__TASK SET__
1. Copy the passage of the forum thread from "I find the idea" to "for any clinician." word for word.
2. In the forum thread, what does the poster who trained for a Social Work qualification say underpinned all practice?

__EXTRACT__

= = =

I'm in the US, and nope, not required here. It is strongly encouraged, and I think it is extremely valuable, but no requirement at all. I never thought about if other countries required it... I'll have to look that up, that's interesting. We did have high level professionals in our program that "weeded out" anyone that they thought was too "soft" for the field, or anyone they thought might cause harm. But other than that, nothing I'm aware of, and I am professionally licensed, so I went through all the requirements.

 

PS... can I ask where you are? Why am I thinking Australia????

Posted

PS... can I ask where you are? Why am I thinking Australia????

 

Definitely not Australia. Registration as a clinical psychologist requires either a masters degree by research or four years undergraduate study plus two years supervised clinical practice.

 

I find the idea of having to have been in a therapeutic relationship a very, very strange credentialling requirement.

 

Not required for nurses, social workers, psychiatrists, or allied health professionals in australia either. I have never heard of it as a requirement for any clinician.

Posted

When I was training for my Social Work qualification we had to, as part of the psychology section of the course, undertake some very deep self examination, linking life stages to theory, showing growth etc. Empathy for the client underpinned all practice along with other core values. personal examination for this was in greater depth than that for my psychology qualification which was more academic based than personal. I too have worked in the field of mental health, the aim being to empathise while sticking to core values which was meant to ensure everyone had the same treatment (not medical treatment) and not influenced by the worker and their view.

 

IME research and published papers can be found to explain or used to discuss most situations, theories or substantiate outcomes. I could, if I had the time or inclination, find hundreds of reports or published pieces to support most views and, by association, the same number to support opposing views. I have found very few research reports to be totally non skewed. I tend to take things as they present to me at that time and if required to make a judgement, try to ensure it is not value base laden, which is very hard, we are all influenced by our world view. I used to say I left 'me' at home and that while in work the professional me was in the building. Much the same as I try to do on LS.

= = =

__EXCERPTED DATA__
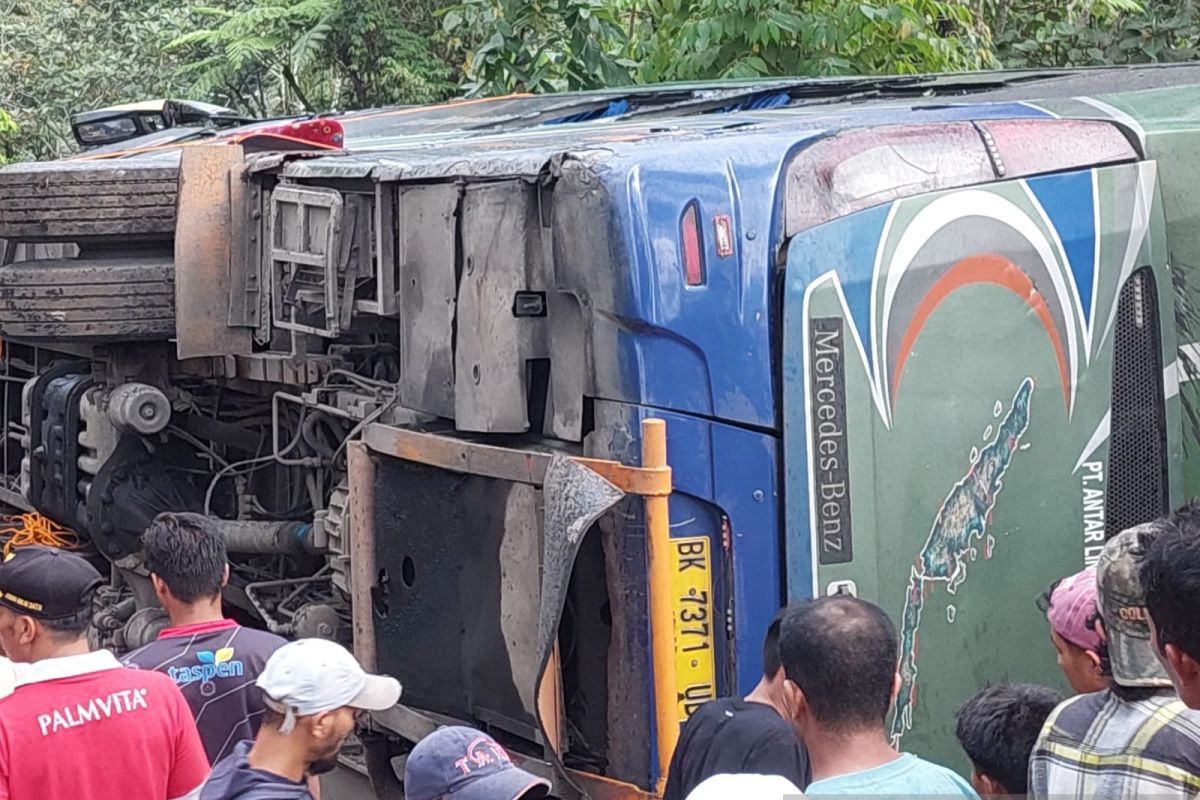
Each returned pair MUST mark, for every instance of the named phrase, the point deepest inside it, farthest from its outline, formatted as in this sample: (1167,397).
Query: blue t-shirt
(906,776)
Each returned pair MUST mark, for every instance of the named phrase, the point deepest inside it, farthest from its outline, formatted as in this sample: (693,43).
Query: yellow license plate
(691,596)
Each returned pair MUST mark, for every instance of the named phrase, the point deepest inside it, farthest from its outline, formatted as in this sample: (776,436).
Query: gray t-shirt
(215,666)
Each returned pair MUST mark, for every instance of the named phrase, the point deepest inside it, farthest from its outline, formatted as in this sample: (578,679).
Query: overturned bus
(929,341)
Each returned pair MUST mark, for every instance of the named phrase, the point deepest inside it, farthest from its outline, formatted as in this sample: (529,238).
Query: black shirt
(732,735)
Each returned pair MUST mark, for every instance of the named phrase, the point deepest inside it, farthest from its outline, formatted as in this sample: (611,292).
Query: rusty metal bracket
(210,194)
(505,463)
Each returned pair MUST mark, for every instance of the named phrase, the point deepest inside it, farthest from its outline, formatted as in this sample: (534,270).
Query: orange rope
(35,529)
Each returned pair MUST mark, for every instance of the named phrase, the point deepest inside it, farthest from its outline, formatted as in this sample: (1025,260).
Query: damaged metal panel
(204,252)
(427,289)
(456,597)
(575,498)
(568,367)
(502,248)
(246,246)
(379,253)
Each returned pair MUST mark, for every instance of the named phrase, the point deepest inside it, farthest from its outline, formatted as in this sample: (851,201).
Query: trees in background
(270,58)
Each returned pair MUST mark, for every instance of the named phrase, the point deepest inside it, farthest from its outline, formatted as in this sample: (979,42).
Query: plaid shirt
(1101,746)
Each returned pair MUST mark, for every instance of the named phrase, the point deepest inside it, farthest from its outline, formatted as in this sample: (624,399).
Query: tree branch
(295,86)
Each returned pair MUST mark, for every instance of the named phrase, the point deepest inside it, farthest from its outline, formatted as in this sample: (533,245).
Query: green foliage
(276,56)
(9,131)
(279,56)
(538,46)
(253,55)
(1101,31)
(61,56)
(749,38)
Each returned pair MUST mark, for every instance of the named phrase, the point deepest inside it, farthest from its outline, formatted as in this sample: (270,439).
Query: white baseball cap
(745,787)
(310,677)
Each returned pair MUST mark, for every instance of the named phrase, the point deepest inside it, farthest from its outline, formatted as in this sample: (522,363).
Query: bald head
(841,653)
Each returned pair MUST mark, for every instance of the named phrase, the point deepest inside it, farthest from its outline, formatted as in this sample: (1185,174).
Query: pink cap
(1072,612)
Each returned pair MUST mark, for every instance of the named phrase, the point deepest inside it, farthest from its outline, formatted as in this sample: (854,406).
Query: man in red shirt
(79,726)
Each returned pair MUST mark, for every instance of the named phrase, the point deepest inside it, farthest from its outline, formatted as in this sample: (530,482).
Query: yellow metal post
(658,557)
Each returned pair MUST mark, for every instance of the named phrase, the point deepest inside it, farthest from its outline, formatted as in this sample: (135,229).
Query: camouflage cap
(1123,611)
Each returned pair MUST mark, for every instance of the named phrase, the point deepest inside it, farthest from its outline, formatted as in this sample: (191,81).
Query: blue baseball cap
(466,764)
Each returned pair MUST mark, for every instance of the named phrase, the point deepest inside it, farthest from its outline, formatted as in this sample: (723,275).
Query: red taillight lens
(322,133)
(693,258)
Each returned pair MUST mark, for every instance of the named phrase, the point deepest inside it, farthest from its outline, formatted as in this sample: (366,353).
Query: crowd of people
(217,711)
(1127,635)
(209,709)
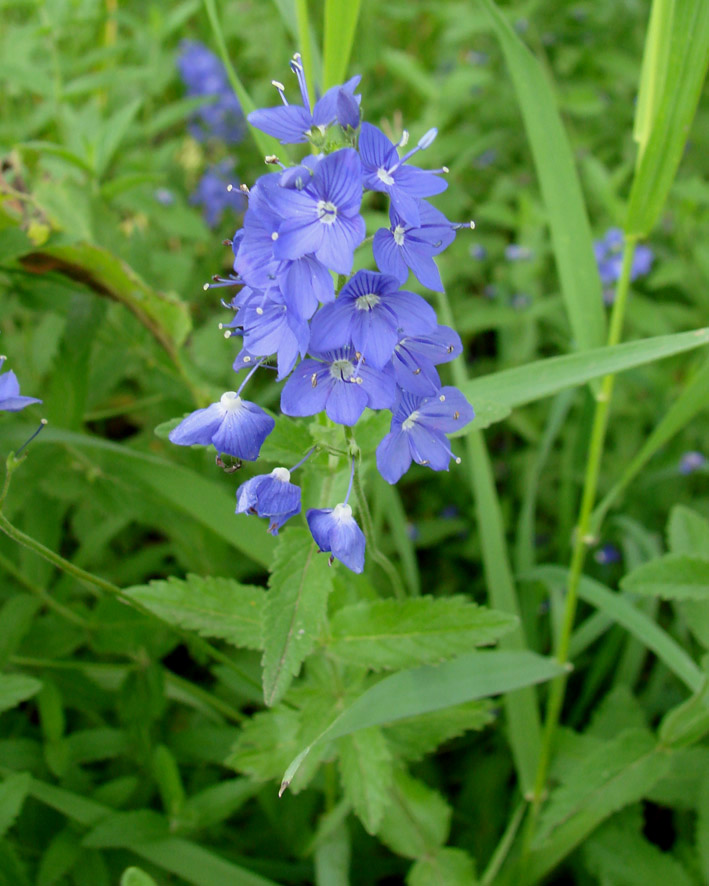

= = =

__SET OF ANSWERS__
1.
I find the idea of having to have been in a therapeutic relationship a very, very strange credentialling requirement.

 

Not required for nurses, social workers, psychiatrists, or allied health professionals in australia either. I have never heard of it as a requirement for any clinician.

2. Empathy for the client, along with other core values.